SCHRIFTLICHE AUFGABE —
Aktualisiere die folgenden Datensätze, indem du überall "one point per instance" durch "one point for each instance" ersetzt. Alles andere bleibt unverändert.

ERFASSTE DATEN —
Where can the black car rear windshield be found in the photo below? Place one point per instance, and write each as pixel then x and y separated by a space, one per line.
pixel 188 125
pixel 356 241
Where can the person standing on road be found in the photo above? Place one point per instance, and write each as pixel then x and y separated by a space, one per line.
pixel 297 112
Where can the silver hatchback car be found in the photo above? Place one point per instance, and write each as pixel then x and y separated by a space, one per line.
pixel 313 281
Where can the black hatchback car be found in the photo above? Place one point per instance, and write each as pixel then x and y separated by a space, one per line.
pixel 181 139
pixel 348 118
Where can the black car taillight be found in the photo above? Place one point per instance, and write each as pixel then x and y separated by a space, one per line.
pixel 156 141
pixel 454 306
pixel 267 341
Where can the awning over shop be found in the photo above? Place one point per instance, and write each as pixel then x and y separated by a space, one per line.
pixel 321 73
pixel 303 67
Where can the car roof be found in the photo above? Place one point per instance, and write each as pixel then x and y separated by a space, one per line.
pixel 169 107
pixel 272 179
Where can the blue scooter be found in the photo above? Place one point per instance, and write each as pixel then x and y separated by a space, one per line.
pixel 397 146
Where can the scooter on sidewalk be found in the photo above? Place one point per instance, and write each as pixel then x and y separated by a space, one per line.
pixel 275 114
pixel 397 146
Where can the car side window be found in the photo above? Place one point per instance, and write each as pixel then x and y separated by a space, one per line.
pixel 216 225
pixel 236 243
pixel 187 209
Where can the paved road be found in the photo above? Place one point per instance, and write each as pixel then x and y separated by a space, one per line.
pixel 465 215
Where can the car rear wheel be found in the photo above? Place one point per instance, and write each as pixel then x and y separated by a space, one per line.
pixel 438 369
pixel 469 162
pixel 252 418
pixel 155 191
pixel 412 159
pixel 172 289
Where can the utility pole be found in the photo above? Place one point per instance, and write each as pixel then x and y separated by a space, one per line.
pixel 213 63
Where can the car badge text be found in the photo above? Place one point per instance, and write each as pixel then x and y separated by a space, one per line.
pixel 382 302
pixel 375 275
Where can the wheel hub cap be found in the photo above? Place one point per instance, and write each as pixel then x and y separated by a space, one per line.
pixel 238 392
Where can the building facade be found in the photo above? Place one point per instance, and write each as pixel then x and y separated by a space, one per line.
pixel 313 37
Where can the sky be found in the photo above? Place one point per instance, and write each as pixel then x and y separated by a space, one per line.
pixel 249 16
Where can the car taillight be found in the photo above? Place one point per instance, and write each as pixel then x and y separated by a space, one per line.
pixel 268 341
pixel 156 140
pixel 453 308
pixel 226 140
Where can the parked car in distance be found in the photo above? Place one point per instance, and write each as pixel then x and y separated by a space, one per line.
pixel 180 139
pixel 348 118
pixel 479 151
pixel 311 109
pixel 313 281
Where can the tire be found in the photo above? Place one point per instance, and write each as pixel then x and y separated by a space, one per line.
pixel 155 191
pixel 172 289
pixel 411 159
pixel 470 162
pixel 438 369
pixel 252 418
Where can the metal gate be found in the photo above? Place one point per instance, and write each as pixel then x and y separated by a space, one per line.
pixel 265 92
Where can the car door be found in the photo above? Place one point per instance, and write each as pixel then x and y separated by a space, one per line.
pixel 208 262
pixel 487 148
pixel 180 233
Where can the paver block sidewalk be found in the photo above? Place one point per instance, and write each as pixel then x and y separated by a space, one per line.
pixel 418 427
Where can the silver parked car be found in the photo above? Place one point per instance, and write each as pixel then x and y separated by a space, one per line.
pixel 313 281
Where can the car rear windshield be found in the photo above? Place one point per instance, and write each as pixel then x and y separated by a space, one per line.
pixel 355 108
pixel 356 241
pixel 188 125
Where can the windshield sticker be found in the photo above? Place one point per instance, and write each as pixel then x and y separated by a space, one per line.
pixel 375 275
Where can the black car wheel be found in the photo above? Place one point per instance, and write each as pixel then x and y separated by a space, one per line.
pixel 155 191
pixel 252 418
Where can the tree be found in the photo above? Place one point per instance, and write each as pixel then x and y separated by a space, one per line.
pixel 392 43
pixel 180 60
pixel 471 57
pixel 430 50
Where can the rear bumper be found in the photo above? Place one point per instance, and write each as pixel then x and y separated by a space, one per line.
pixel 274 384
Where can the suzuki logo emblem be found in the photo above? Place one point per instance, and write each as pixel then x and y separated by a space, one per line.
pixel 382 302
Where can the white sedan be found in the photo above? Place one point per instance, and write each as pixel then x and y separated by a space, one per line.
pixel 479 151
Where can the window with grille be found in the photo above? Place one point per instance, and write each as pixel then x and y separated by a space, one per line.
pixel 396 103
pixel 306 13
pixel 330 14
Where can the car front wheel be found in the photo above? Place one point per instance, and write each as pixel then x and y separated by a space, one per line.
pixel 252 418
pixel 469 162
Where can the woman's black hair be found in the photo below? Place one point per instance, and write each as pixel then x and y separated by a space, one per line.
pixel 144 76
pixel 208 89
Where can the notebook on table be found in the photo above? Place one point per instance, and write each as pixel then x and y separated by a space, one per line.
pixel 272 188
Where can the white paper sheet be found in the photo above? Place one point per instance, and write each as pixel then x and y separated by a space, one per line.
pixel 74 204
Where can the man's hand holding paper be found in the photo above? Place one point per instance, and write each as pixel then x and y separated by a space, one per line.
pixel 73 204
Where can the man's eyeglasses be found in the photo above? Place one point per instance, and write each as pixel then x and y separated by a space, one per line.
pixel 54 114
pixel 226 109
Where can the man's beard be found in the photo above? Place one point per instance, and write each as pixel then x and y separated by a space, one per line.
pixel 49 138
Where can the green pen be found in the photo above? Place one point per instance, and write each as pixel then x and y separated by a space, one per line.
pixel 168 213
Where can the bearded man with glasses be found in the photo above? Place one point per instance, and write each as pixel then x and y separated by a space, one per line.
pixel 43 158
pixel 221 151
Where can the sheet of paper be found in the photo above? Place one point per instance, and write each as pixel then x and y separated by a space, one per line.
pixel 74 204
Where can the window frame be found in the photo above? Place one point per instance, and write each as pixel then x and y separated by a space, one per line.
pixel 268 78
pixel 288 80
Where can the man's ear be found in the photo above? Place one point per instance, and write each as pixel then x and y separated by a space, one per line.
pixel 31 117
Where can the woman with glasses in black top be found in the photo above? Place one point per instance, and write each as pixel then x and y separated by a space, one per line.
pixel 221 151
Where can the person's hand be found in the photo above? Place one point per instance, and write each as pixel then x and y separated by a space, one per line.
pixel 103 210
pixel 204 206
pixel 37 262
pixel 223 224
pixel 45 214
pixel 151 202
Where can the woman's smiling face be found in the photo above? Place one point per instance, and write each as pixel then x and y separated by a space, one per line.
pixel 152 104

SCHRIFTLICHE LÖSUNG —
Where can the black car rear windshield be found in the photo below? Place one point for each instance, and write each as pixel then x and y separated by a space, one per line.
pixel 188 125
pixel 356 241
Where can the person standing on road be found in the photo above? Place one point for each instance, and write each as pixel then x and y separated by a space, one per line.
pixel 297 112
Where can the silver hatchback car be found in the photo above? Place one point for each instance, and write each as pixel then x and y separated by a space, one per line.
pixel 313 281
Where can the black hatchback car be found in the photo above? Place one point for each instance, and write each as pixel then x and y separated by a space, one per line.
pixel 181 139
pixel 348 118
Where can the black car taillight be found in the photo above? Place one point for each instance, and write each as pixel then x and y separated by a space, one per line.
pixel 156 141
pixel 454 306
pixel 267 341
Where can the awning over shop be found in the photo above? Place one point for each instance, and write each as pixel then x and y separated by a space, one per line.
pixel 321 73
pixel 303 67
Where can the car roof be found in the photo above? Place one point for each instance, and write each as pixel then x and y separated by a space, one per line.
pixel 169 107
pixel 272 179
Where can the blue scooter be found in the photo above? Place one point for each instance, and write each as pixel then x and y separated by a space, one per line.
pixel 397 146
Where can the scooter on sidewalk be found in the photo above? Place one point for each instance, and write each as pixel then x and y separated by a space, one per line.
pixel 275 114
pixel 397 146
Where can the car side window be found in the photo above? Place one point for each instance, and write each as pixel then x and y separated by a space, one per line.
pixel 216 225
pixel 236 243
pixel 187 209
Where can the paved road be found in the photo above? Place one point for each instance, and write each as pixel then x and y separated by a space, one per line.
pixel 465 215
Where can the car rear wheel be found in the photo above? Place one point for each instance, and write each as pixel then x and y separated by a space, one per line.
pixel 438 369
pixel 469 162
pixel 252 418
pixel 155 191
pixel 412 159
pixel 172 289
Where can the utility pole be found in the photo above? Place one point for each instance, and write each as pixel then x and y separated by a space, one per line.
pixel 213 63
Where can the car badge text be found in the photo above? Place one point for each instance, and write each as pixel then x and y separated by a space, one per line.
pixel 382 302
pixel 375 275
Where can the wheel hub cap be found in the photo above? Place one point for each instance, and write each as pixel then x and y separated by a space, one per line.
pixel 238 392
Where can the building facade be found in the photo above? Place one point for each instance, and write each as pixel then x and y separated by a space, one per line.
pixel 313 37
Where can the sky be found in the photo above? Place one point for each instance, and write each as pixel then x and y separated by a space, one per line.
pixel 249 16
Where can the car taillight be found in the photo above? Place one point for each instance, and write each as pixel then x and y separated by a space, one per line.
pixel 268 341
pixel 156 140
pixel 453 308
pixel 226 140
Where can the parked car in distance be found in the photo above? Place one point for each instance, and write each as pixel then x and y separated by a space, one per line.
pixel 180 139
pixel 348 118
pixel 479 151
pixel 311 109
pixel 313 281
Where can the tire be found in the photo above? Place one point for each instance, and write each as pixel then x and y separated by a space, one per line.
pixel 155 191
pixel 172 289
pixel 411 159
pixel 470 162
pixel 438 369
pixel 252 418
Where can the metal gate be found in the photo above? Place one point for each instance, and write each as pixel then x and y separated by a space, one per line.
pixel 265 92
Where can the car door be found in the photo above? Place one point for each instance, and write each as pixel then x and y separated by a space, one per line.
pixel 208 262
pixel 487 148
pixel 180 233
Where can the paver block sidewalk be found in the photo above? Place one point for each instance, and write each as pixel then x and y separated by a space, one per line.
pixel 418 427
Where can the silver parked car be found in the photo above? Place one point for each instance, and write each as pixel then x and y separated by a space, one per line.
pixel 313 281
Where can the car rear windshield be found in the photo above? Place one point for each instance, and write each as pixel then x and y separated by a space, one per line.
pixel 355 108
pixel 356 241
pixel 188 125
Where can the windshield sticker be found in the photo above? Place one point for each instance, and write each as pixel then x and y separated by a space, one per line.
pixel 375 275
Where can the black car wheel be found in the photo above? Place one point for each instance, and write each as pixel then x and y separated by a space, one per line.
pixel 155 191
pixel 252 418
Where can the tree be found in the photo above? Place one point for each instance, and write each as pixel then x and y separated by a space, one per line.
pixel 392 43
pixel 180 60
pixel 471 57
pixel 430 50
Where can the rear bumper be found in the photo above? Place one point for each instance, and write each as pixel then x and y separated by a space, one per line.
pixel 274 384
Where can the suzuki logo emblem be found in the photo above? Place one point for each instance, and write each as pixel then x and y separated by a space, one per line.
pixel 382 302
Where can the white sedan be found in the photo above? Place one point for each instance, and write each as pixel then x and y separated by a space, one per line.
pixel 479 151
Where can the window with grille be found in the photo above? Place one point for each instance, and write each as pixel then x and y separated by a space, one per line.
pixel 396 103
pixel 306 13
pixel 330 14
Where can the car front wheel be found in the photo above? Place one point for each instance, and write each as pixel then x and y separated by a space, one per line.
pixel 252 418
pixel 469 162
Where can the woman's black hair be found in the photo below? Place one point for each instance, and write each as pixel then x and y separated by a space, one per line.
pixel 144 76
pixel 208 89
Where can the notebook on table be found in the photo above? Place one point for each instance, and write each as pixel then x and y separated by a space, one per line.
pixel 272 188
Where can the white paper sheet be found in the photo above? Place one point for each instance, and write each as pixel then x and y separated by a space, one per line.
pixel 74 204
Where can the man's hand holding paper be found in the photo above? Place one point for each instance, and write each as pixel then x and y separated by a space, one per line.
pixel 73 204
Where can the man's eyeglasses be found in the photo above? Place one point for each instance, and write each as pixel then x and y separated by a space, one per line.
pixel 54 114
pixel 226 109
Where can the man's beard be found in the photo above? Place one point for each instance, and write each as pixel then x and y separated by a space, one per line.
pixel 49 138
Where can the green pen be found in the photo above? Place one point for each instance, and write each as pixel then x and y separated by a space, one per line.
pixel 168 213
Where can the bearded man with glasses be found in the photo above? Place one point for each instance, and write each as pixel then x and y separated by a space, one per line.
pixel 43 158
pixel 221 151
Where can the sheet of paper be found in the photo above? Place one point for each instance, and write each as pixel then x and y separated by a space, one per line.
pixel 74 204
Where can the window frame be found in the photo above? Place one point for each instance, and write each as pixel then x and y separated by a space, one per line.
pixel 268 78
pixel 288 80
Where can the man's ear be found in the photo above? Place one point for each instance, and write each as pixel then x and y separated by a space, one per line.
pixel 31 117
Where can the woman with glasses in black top be found in the photo above? Place one point for each instance, and write each as pixel then x and y separated by a space, one per line.
pixel 221 151
Where can the person's hand be found in the photo above? Place one point for each instance, and write each as pixel then x and y separated by a space, one per line.
pixel 103 210
pixel 204 206
pixel 37 262
pixel 223 224
pixel 45 214
pixel 151 202
Where can the woman's smiling face be found in the photo above? Place one point for each instance, and write each as pixel then x and y separated by a space, one per line.
pixel 152 104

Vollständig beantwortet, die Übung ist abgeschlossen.